Source records
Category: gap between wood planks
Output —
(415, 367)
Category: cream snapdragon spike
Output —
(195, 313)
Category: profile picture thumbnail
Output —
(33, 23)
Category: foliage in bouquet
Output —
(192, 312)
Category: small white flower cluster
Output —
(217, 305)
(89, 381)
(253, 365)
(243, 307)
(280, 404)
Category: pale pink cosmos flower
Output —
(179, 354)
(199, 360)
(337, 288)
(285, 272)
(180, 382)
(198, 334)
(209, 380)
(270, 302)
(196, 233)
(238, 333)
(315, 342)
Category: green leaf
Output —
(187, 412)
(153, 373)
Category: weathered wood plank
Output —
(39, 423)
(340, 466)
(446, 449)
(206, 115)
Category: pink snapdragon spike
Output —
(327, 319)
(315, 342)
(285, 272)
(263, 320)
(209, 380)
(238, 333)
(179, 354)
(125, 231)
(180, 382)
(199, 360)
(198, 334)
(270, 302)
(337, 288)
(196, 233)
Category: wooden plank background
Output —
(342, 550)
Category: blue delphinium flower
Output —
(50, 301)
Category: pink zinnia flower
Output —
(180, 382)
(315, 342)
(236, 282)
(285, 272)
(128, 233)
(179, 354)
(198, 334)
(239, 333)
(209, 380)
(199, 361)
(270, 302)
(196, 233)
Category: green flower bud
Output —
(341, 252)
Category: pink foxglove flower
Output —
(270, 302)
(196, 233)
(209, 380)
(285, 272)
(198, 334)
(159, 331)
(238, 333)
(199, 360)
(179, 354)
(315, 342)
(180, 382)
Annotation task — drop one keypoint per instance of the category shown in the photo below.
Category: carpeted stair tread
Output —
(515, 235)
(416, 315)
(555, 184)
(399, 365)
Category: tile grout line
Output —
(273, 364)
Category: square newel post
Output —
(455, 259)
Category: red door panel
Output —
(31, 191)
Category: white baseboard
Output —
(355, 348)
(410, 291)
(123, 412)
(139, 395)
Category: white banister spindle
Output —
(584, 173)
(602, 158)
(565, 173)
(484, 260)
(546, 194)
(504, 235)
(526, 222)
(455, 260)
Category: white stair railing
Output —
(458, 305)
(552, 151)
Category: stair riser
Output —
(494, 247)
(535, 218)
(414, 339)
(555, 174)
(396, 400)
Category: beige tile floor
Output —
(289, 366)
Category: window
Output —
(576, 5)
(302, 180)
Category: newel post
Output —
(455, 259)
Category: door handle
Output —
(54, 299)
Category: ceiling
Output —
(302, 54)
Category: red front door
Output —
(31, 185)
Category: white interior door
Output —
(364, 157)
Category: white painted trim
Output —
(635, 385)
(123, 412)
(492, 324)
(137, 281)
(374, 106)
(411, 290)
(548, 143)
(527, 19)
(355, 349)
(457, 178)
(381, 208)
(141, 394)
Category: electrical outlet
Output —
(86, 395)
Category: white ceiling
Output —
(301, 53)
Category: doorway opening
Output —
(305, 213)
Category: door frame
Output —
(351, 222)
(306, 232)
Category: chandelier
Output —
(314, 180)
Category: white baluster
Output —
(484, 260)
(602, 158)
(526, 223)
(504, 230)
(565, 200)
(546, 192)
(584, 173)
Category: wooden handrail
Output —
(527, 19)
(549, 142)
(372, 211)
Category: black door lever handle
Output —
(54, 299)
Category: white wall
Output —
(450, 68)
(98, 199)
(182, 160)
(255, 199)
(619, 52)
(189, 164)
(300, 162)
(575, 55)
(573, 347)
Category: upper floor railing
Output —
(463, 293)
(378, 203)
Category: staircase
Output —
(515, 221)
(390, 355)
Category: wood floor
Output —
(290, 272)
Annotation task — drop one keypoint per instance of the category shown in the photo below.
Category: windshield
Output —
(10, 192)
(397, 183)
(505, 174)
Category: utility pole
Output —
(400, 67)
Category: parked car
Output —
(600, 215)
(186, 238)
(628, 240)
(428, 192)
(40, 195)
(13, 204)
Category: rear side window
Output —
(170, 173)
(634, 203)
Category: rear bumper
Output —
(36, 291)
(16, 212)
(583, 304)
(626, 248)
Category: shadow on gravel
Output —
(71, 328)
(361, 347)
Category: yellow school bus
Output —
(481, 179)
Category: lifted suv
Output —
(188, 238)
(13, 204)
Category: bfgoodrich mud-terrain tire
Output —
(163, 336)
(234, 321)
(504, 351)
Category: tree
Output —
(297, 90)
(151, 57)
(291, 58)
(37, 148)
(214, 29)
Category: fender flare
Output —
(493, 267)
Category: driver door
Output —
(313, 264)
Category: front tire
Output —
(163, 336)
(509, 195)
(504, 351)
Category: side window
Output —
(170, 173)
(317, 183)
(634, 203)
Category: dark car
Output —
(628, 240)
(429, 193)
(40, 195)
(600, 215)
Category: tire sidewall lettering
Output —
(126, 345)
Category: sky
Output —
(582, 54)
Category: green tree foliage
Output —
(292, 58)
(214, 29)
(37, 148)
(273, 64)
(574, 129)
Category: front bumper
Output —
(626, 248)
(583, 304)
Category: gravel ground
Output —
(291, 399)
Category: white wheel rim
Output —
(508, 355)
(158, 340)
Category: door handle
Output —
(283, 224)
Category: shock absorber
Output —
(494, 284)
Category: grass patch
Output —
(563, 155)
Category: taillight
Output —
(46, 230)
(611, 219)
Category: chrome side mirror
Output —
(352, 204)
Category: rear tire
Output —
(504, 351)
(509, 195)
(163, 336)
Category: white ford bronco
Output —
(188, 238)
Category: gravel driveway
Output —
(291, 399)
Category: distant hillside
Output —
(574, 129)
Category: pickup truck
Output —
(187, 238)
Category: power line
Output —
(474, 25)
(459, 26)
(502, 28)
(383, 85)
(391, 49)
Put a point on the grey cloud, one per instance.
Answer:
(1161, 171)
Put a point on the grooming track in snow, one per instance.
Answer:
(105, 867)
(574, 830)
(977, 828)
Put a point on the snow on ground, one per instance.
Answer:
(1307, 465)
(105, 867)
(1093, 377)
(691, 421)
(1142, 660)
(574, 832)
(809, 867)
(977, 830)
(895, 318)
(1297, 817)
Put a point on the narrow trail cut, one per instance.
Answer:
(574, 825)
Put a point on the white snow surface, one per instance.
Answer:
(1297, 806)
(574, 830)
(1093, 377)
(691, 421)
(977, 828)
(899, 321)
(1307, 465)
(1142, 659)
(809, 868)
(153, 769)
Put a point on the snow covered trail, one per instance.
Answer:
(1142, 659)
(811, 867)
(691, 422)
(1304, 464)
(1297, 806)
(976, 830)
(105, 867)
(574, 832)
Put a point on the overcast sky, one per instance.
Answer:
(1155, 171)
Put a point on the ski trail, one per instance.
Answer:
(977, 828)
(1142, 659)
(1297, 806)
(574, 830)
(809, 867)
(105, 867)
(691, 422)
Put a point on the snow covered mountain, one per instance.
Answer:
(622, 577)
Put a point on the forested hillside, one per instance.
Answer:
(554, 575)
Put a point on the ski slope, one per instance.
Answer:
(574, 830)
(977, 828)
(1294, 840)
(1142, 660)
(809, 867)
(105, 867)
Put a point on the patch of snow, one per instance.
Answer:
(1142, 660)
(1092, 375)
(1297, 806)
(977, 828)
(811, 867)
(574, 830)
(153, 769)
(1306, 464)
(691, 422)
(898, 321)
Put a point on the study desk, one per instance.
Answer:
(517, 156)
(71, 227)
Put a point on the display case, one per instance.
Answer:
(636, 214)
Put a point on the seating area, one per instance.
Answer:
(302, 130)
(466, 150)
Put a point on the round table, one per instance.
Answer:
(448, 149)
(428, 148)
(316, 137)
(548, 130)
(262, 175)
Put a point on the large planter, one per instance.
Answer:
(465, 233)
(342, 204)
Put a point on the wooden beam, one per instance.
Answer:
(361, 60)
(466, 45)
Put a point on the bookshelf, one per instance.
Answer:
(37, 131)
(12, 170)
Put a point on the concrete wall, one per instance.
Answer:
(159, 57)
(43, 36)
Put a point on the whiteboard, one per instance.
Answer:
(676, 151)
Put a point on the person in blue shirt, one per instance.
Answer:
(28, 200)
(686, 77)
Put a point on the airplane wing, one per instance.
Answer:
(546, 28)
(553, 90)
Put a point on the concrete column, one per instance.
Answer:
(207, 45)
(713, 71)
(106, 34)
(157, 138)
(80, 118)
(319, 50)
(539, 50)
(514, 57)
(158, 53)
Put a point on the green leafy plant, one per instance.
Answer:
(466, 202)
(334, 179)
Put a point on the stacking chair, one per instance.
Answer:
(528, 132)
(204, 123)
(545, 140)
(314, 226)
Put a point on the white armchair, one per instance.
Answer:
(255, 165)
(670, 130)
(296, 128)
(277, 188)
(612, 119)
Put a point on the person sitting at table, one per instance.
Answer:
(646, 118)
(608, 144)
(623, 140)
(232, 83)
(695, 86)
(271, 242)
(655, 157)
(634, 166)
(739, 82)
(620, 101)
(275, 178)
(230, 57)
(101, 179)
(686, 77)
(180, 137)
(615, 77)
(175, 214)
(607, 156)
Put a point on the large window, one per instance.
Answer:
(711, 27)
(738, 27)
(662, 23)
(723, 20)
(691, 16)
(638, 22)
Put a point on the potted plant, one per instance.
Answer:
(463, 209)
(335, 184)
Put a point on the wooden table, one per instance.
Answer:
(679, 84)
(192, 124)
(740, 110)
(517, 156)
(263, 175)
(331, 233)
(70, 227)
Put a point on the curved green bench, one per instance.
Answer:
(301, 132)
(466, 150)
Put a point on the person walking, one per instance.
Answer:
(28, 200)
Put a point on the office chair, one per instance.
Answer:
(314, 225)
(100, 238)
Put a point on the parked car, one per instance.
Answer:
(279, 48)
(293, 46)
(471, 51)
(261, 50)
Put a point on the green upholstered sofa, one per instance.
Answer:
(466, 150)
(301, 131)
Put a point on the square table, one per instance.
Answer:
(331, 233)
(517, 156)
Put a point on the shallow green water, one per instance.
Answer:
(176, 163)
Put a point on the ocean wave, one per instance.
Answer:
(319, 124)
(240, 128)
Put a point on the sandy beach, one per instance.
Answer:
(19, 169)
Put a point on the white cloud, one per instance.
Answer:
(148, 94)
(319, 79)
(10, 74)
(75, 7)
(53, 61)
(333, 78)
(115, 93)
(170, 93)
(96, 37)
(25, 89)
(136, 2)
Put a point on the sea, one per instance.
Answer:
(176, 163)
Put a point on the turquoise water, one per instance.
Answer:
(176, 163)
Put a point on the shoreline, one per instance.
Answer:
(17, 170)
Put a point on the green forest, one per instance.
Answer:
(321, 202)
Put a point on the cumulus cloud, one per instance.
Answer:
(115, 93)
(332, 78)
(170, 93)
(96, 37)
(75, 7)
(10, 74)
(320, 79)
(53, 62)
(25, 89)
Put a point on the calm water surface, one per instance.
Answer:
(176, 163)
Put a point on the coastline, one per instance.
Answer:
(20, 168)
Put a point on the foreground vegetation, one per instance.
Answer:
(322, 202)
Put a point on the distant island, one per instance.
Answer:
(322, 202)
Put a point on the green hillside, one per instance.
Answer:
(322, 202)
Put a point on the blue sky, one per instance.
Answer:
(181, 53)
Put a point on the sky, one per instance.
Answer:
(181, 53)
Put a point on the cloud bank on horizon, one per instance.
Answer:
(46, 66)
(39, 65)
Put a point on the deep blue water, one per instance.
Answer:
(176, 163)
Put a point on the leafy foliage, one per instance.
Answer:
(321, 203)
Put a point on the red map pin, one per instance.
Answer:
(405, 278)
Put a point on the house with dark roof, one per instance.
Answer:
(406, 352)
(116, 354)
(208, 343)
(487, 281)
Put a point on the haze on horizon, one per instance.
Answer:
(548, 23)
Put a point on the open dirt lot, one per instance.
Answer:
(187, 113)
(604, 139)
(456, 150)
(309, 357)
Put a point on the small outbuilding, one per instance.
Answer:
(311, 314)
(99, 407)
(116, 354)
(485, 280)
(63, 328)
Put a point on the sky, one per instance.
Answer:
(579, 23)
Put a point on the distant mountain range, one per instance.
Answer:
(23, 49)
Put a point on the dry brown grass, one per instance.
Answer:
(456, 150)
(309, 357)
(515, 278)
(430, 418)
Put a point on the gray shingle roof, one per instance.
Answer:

What is required
After identifying the lines above that contain "tire", copy each one.

Reply to the exercise
Category: bfgoodrich mud-terrain tire
Category: front tire
Category: tire sidewall lettering
Category: rear tire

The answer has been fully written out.